Work instructions —
(a) According to the blog post on the curse of being a 'nice guy,' what are the two friendzone scenarios called?
(b) Write the next part of the blog post on the curse of being a 'nice guy,' picking up after its final sentence.

Text to read —
◆ ◆ ◆

The Curse of Being the ‘Nice Guy’
The notion that being a ‘nice guy’ is a curse in the realm of dating, and is often rooted in not having a true understanding about relationships and human interactions.
9 Signs That You’re a ‘Nice Guy’
You might be reading this blog post because you think you might be a ‘nice guy,’ if that’s the case, here are some indications that you may be heading down that road.
- ‘Nice guys’ think that because they’re good they will receive happiness and love as a reward.
- ‘Nice guys’ will often do things for women that they won’t do for men.
- ‘Nice guys’ tend to withhold their opinions if it means avoiding conflict.
- ‘Nice guys’ will always try to fix a woman’s problems.
- ‘Nice guys’ often seek approval from others.
- ‘Nice guys’ often try to hide their flaws.
- ‘Nice guys’ are always seeking the approval of others.
- ‘Nice guys’ will often put the needs of others before their own.
- ‘Nice guys’ tend to be emotional depended on their partner.
What Is the Friendzone?
When it comes to being in the friendzone, a place where ‘nice guys’ often find themselves, there are two scenarios that I can think of.
Hidden Love: In the first scenario, the guy/girl has romantic feelings for someone but they never make it known, instead, they hope that things will come to fruition in some magical way.
Self-Placement: In the second scenario, the guy/girl has made their feelings known, but when they did, they were rejected. Rather than walking away from the situation entirely, they decide to get comfortable in the friendzone, but they’re never truly happy there.
Why Do ‘Nice Guys’ Always End Up in the Friendzone?
1. ‘Nice Guys’ Have Unrealistic Expectations
Sometimes, men who see themselves as a ‘nice guy,’ go into situations expecting a certain result simply because they’re nice. The truth is though, just because you’re nice, it doesn’t mean the world owes you anything.

◆ ◆ ◆

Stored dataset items
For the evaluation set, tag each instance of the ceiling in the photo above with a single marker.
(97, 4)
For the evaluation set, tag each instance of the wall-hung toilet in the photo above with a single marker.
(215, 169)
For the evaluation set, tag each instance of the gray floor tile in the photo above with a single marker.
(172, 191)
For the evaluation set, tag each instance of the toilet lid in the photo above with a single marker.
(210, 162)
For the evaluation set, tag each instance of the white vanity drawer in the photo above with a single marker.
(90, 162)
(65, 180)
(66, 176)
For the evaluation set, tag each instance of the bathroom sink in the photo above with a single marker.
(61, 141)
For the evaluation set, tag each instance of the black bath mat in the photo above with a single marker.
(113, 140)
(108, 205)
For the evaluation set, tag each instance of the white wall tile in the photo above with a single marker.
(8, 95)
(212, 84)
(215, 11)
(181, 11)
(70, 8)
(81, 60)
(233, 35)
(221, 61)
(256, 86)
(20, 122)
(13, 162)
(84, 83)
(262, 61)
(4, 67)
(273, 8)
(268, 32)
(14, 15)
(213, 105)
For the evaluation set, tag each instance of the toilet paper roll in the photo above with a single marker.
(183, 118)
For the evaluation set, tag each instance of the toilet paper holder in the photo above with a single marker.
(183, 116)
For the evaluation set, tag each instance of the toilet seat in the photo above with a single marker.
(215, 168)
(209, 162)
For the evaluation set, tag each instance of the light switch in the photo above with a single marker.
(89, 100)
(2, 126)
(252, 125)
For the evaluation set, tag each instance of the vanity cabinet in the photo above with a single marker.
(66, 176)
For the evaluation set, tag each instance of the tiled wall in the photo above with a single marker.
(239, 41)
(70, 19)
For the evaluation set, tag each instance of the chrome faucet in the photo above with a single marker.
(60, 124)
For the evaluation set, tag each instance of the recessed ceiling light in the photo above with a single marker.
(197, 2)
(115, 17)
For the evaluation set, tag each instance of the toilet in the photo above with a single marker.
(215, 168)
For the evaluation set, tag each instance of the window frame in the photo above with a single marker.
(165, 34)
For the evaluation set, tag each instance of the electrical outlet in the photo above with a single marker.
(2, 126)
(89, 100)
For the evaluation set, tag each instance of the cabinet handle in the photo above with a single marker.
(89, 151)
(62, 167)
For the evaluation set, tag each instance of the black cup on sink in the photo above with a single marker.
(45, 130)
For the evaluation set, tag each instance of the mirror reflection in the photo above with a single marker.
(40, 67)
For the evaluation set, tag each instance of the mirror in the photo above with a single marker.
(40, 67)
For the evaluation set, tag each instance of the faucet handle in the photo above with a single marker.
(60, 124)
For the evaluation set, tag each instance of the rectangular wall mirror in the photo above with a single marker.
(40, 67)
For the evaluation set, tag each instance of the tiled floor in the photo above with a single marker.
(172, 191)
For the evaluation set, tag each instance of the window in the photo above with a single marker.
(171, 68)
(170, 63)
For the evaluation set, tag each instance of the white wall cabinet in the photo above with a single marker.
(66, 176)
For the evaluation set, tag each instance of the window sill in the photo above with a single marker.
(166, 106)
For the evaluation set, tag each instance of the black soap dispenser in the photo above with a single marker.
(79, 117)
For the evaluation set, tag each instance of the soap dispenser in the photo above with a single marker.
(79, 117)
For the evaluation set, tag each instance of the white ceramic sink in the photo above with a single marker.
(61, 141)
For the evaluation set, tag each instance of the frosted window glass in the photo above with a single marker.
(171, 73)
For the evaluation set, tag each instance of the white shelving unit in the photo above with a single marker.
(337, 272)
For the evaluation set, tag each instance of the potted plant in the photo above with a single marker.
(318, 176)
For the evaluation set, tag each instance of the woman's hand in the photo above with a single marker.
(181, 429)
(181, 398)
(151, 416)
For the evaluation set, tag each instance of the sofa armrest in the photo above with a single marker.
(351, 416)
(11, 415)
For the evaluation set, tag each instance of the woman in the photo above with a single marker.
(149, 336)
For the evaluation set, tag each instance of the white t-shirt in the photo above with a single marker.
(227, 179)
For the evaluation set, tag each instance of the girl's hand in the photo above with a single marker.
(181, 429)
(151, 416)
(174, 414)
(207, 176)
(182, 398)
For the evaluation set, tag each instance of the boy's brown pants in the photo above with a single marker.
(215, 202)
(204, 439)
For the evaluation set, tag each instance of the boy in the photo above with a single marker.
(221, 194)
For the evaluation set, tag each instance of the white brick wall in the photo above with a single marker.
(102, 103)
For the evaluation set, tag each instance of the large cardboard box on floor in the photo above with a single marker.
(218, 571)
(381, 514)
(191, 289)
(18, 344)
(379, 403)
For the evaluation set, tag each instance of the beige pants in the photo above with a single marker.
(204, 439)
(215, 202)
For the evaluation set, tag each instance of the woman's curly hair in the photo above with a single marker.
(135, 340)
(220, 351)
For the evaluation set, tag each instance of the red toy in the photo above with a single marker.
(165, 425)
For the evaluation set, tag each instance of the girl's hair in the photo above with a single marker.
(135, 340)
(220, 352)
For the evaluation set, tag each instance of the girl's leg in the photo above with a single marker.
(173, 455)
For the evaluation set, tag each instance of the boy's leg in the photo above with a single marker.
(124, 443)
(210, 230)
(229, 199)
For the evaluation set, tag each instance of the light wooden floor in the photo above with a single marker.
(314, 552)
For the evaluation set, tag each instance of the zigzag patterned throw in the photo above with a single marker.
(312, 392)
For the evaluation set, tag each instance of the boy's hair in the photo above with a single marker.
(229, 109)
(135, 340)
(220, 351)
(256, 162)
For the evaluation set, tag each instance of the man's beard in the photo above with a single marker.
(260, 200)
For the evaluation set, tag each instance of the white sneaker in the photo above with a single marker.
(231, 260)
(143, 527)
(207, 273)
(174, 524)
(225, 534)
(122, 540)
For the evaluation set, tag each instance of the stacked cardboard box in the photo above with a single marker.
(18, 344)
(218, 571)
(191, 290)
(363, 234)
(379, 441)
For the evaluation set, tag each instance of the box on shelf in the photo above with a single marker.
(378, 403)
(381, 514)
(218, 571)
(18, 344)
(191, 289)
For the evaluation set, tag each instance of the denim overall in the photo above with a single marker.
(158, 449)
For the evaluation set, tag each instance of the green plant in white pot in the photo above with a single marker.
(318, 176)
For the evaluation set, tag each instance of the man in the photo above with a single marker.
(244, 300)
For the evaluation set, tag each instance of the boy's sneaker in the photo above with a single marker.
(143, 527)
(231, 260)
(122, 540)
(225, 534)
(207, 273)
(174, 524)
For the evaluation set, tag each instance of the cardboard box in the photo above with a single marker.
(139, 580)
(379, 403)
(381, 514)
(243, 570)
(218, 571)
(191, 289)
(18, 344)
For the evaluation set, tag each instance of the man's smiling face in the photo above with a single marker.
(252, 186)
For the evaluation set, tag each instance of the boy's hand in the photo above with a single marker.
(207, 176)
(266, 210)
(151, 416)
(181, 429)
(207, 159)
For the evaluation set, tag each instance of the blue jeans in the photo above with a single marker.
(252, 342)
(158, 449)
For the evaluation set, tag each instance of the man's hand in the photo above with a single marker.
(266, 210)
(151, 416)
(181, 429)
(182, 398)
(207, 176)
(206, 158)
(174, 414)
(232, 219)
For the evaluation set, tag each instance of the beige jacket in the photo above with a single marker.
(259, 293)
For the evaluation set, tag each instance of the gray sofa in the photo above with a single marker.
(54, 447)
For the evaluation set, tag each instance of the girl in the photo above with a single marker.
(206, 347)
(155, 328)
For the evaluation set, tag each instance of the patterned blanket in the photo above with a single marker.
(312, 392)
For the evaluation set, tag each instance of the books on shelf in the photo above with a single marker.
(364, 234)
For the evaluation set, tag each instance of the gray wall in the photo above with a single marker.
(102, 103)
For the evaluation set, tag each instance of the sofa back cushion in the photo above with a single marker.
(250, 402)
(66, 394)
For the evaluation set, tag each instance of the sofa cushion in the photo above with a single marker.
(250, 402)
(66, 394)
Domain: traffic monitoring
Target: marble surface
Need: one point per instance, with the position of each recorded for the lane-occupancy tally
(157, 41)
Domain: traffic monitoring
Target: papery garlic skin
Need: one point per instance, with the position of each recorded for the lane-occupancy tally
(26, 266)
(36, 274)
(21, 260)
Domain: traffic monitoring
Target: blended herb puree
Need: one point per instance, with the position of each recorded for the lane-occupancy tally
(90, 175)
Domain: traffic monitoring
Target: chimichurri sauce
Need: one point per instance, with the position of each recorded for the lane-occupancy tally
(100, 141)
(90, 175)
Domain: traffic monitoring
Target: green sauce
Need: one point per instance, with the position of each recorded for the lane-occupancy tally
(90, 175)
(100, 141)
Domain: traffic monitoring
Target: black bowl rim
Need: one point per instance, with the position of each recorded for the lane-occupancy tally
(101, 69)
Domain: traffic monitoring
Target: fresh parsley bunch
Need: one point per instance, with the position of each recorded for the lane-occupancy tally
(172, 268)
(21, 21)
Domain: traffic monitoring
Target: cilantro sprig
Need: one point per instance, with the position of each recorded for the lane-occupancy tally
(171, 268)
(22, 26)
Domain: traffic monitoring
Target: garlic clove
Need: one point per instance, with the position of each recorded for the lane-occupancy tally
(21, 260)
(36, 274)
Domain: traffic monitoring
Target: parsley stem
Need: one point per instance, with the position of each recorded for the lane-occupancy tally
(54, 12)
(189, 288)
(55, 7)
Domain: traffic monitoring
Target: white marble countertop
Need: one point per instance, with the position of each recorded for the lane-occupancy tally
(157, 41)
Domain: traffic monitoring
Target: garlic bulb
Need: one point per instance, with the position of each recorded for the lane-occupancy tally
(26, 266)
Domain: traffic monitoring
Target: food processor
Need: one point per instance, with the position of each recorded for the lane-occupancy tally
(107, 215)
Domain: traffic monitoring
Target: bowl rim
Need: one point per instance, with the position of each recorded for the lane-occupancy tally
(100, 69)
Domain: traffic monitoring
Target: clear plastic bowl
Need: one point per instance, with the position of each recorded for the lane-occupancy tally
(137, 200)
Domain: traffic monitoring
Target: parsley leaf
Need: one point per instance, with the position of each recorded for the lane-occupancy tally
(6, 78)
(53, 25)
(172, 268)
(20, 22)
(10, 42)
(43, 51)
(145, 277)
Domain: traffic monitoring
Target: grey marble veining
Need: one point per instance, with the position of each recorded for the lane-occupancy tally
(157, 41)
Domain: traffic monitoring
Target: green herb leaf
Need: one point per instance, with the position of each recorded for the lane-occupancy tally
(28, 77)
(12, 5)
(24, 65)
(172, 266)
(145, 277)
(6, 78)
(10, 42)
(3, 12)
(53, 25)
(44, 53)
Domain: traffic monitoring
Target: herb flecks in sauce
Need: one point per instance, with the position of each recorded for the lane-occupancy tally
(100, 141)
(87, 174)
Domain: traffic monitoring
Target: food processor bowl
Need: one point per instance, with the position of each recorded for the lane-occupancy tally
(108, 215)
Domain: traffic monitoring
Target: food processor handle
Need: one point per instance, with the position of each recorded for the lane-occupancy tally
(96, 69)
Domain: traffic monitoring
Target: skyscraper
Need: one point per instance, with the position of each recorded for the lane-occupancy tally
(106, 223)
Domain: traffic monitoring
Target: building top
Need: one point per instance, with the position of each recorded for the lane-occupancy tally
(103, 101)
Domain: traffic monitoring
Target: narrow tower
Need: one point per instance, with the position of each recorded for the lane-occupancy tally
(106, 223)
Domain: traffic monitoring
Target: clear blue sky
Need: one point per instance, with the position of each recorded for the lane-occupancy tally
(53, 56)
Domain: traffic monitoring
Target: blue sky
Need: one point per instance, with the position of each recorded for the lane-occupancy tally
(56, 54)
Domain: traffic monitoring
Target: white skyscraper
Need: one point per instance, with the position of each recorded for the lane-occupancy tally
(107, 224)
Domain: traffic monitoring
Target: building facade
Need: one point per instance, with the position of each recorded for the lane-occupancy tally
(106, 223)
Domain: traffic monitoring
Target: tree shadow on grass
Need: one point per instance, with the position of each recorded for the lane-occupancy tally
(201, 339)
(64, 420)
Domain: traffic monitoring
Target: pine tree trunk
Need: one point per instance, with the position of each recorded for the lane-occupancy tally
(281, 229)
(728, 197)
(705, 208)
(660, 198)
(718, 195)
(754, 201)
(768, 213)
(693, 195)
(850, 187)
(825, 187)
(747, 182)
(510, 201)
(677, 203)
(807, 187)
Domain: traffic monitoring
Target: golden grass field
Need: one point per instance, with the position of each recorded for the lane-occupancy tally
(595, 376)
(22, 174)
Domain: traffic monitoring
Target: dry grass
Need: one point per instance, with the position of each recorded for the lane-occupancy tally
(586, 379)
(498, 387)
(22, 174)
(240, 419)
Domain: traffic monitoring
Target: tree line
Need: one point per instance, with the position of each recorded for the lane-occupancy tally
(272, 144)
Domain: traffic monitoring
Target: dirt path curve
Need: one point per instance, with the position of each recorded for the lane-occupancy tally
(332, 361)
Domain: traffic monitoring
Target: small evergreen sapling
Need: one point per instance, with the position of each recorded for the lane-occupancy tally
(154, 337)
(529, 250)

◆ ◆ ◆

Exercise results —
(a) Hidden Love and Self-Placement.

(b)
2. ‘Nice Guys’ Aren’t Assertive or Confident
One of the most common traits amongst ‘nice guys’ is a lack of assertiveness and confidence, things that most women find attractive. While it’s good to avoid senseless conflict, ‘nice guys’ push this to the extreme, so much so that a woman may not feel safe around them if they found themselves in a dangerous situation. Not being assertive often means that a ‘nice guy’ will never let a woman know how he feels, which will ultimately land him in the friendzone.
While kindness and generosity are admirable traits, it’s usually not enough to make you attractive to women; this means that ‘nice guys’ who come across as being insecure/passive, may struggle to get a woman’s attention in a romantic sense.
3. ‘Nice Guys’ Don’t Seem Genuine
‘Nice guys’ are known for having ulterior motives when it comes to forging friendships with women, and because of this, their motives are often called into question. It’s pretty common for ‘nice guys’ to do things for their female friends in order to get something in return.
4. ‘Nice Guys’ Are Seen as Boring
When compared to a guy who is assertive, dominant, and/or confident, ‘nice guys’ can come off as being boring. While there’s nuance to this perception as people get older, it’s most certainly true for younger men and women who are in the prime of their life.
5. ‘Nice Guys’ Are Too Available
You’ll often notice that ‘nice guys’ are too available for any woman that they’re interested in. While this may seem like a logical approach to take when you’re trying to get someone to like you, in many cases, it can do more harm than good. Being too available makes it so that the time you do spend with someone isn’t that valuable—it also makes it seem like you have nothing else going on in your life.
6. ‘Nice Guys’ Are Too Familiar
Many ‘nice guys’ often become the listening ear to a woman’s problems, thinking it will get them closer to what they want. While this may yield results on occasion, you’re better off telling her how you feel and making a move if you’re after something more.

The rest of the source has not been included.